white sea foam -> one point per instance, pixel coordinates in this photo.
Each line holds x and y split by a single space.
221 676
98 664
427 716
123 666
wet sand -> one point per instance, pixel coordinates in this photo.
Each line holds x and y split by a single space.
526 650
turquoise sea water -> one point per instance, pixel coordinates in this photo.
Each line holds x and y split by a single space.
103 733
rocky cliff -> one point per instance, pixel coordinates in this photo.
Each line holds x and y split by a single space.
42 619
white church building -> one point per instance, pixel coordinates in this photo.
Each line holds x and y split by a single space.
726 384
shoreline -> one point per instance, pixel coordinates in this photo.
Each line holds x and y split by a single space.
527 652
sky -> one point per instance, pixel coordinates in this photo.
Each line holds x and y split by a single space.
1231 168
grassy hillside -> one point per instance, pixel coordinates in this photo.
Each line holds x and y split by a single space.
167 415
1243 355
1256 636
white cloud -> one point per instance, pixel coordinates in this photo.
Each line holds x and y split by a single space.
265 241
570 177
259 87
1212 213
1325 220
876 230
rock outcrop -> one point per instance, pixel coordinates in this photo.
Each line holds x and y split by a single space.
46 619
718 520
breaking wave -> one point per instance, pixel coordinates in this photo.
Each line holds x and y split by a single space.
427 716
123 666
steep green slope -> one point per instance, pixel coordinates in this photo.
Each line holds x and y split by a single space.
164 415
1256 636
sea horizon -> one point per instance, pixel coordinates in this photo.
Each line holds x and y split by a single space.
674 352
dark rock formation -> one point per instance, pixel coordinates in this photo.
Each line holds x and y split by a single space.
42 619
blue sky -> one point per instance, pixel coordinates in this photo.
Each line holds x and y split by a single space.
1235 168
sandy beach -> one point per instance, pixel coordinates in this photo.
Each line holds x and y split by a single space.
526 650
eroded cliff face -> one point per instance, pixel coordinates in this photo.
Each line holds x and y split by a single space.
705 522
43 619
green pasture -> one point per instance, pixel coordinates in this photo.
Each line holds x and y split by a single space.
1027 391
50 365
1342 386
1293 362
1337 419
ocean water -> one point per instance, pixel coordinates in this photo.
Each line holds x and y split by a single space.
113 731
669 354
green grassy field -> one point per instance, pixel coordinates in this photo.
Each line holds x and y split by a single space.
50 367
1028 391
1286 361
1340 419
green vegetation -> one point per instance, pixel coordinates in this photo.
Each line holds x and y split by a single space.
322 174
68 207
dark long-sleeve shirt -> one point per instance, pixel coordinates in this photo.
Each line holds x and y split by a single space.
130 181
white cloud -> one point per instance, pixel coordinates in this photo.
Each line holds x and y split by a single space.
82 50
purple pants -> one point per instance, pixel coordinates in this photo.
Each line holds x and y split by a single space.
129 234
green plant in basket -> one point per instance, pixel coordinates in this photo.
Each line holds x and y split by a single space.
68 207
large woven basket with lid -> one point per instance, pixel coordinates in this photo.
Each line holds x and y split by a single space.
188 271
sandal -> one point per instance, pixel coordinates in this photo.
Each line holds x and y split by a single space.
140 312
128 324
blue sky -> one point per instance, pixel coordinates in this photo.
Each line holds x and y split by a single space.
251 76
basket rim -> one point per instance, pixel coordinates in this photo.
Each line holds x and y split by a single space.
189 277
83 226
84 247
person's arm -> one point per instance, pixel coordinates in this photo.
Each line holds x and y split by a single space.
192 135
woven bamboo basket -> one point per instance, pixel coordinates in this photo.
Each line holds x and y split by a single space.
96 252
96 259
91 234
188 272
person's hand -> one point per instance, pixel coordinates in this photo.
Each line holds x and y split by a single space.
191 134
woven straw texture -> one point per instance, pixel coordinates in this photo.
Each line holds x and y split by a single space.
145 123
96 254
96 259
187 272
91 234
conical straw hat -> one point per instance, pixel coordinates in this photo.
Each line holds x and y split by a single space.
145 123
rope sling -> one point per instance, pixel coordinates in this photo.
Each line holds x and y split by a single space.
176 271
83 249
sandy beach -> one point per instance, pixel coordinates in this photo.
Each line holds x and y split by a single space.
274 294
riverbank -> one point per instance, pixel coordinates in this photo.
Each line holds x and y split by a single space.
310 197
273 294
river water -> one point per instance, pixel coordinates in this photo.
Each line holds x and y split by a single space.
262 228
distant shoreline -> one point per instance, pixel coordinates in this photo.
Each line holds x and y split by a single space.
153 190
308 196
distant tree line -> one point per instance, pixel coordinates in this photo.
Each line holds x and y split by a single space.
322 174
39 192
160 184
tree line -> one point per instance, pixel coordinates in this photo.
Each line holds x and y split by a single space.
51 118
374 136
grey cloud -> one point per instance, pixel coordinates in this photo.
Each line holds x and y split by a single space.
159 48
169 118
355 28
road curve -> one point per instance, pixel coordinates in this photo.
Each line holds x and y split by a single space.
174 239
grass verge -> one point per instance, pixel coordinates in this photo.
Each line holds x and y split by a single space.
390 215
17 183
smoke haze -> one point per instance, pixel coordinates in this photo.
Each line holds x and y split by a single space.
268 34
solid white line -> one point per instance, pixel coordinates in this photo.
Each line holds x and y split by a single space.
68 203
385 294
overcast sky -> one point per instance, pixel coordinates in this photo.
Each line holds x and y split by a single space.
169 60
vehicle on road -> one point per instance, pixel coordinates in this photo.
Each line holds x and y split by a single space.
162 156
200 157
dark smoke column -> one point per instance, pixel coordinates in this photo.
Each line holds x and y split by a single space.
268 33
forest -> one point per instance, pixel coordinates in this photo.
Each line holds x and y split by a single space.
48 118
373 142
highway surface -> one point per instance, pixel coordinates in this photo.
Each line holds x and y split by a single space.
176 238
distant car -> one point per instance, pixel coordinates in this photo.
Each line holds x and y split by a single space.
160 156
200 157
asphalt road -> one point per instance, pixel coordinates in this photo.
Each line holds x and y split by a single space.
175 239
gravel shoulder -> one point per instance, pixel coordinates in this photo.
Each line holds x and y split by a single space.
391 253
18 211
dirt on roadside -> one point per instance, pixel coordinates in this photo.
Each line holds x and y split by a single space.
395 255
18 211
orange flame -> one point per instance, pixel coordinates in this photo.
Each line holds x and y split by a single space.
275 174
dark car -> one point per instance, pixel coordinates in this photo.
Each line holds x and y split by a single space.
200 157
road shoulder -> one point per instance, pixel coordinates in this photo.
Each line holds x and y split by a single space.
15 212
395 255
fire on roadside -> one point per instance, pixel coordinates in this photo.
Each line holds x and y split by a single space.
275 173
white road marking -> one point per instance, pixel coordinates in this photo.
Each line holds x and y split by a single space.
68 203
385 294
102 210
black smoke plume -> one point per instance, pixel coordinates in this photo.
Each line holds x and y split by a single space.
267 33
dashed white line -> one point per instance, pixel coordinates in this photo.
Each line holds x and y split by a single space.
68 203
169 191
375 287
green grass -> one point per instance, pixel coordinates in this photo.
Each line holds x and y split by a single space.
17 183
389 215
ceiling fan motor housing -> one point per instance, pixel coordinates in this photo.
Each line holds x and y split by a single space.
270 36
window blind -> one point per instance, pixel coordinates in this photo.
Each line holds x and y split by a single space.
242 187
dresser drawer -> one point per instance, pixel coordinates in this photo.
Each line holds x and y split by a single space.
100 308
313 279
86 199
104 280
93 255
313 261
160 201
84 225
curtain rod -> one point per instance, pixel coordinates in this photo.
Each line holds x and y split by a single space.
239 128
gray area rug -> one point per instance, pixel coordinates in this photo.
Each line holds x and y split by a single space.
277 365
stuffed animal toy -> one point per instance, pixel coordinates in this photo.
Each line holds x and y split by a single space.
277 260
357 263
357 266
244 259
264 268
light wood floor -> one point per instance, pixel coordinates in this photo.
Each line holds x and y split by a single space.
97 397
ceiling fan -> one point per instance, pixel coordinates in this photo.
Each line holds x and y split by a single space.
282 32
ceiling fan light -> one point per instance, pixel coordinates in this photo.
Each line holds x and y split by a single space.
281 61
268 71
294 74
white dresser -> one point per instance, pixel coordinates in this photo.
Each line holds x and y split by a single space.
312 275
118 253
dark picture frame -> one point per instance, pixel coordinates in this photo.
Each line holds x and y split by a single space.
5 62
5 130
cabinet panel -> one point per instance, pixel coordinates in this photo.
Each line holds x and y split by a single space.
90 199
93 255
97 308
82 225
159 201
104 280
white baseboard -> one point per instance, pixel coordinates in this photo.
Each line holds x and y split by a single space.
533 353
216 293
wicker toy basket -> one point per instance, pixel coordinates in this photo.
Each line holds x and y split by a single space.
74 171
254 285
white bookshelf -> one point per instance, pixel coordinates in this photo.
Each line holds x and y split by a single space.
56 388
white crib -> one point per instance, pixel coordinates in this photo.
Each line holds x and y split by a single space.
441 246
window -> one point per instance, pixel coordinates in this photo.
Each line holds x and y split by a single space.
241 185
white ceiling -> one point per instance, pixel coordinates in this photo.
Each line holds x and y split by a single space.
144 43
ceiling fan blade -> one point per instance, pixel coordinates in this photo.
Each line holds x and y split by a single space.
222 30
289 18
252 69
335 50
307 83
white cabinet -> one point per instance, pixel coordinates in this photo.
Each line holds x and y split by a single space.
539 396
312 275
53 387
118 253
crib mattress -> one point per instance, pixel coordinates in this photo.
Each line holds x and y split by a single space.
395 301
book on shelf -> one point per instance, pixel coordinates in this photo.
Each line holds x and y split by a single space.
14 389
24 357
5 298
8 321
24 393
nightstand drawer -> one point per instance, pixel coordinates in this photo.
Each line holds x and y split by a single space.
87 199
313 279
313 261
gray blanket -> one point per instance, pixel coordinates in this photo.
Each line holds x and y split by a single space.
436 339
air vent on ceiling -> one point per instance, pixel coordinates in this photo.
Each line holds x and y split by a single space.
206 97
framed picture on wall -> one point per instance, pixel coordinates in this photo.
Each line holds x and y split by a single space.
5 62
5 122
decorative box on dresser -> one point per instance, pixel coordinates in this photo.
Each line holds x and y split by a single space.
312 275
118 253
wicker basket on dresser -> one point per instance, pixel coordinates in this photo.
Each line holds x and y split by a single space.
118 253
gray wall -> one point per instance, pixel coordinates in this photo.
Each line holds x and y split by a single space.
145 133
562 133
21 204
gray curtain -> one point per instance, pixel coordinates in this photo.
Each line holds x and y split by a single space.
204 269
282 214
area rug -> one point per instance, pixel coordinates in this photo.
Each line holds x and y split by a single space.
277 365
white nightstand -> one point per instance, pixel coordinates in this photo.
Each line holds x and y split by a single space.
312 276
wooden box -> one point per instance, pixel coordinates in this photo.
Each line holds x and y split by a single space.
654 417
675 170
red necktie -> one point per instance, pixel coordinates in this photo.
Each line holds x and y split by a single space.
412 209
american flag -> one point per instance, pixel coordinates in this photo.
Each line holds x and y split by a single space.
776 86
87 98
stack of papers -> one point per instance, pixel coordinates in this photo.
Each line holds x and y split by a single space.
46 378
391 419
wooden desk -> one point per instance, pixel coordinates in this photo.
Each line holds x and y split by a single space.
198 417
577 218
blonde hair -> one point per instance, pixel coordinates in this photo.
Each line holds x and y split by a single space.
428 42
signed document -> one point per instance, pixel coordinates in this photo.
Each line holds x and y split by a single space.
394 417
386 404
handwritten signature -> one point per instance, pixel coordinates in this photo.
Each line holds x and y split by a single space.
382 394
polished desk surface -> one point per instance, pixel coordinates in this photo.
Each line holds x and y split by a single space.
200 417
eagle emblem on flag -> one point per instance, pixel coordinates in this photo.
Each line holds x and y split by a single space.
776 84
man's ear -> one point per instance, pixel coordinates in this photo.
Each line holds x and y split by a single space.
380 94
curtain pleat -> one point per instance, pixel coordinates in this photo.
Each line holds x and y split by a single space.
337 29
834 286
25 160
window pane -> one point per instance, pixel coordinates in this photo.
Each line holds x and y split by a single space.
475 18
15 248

= = = = = = =

» Short problem
Starting with the line that contains "stack of papers", print each line through the last one in the listing. Include both end lines and add nothing.

» Result
stack of papers -> one point per instance, pixel coordinates in this photo.
Each line holds x and y split by a single space.
46 378
391 419
wooden desk -> one point per instance, pixel coordinates in this photo.
Each line holds x and y split by a single space.
198 417
577 218
blonde hair -> one point per instance, pixel coordinates in this photo.
Each line holds x and y split by a single space.
428 42
signed document -> one point per instance, pixel coordinates in this photo.
Each line holds x and y split by a single space.
394 417
386 404
handwritten signature -> one point per instance, pixel coordinates in this photo.
Each line holds x and y split by a single space.
382 394
polished desk surface -> one point per instance, pixel coordinates in this photo.
Each line holds x and y split by a single space.
200 417
eagle emblem on flag -> one point per instance, pixel coordinates in this photo.
Each line holds x and y split by a single space.
776 84
man's ear -> one point per instance, pixel coordinates in this photo.
Each line holds x and y split by a single space.
380 94
curtain pleat -> one point per instance, pixel coordinates in this photo.
Each line holds x and y split by a single space.
337 29
834 286
25 160
window pane -> one point per instance, pixel coordinates in this photo.
Each line holds x and y split by a single space.
475 18
15 248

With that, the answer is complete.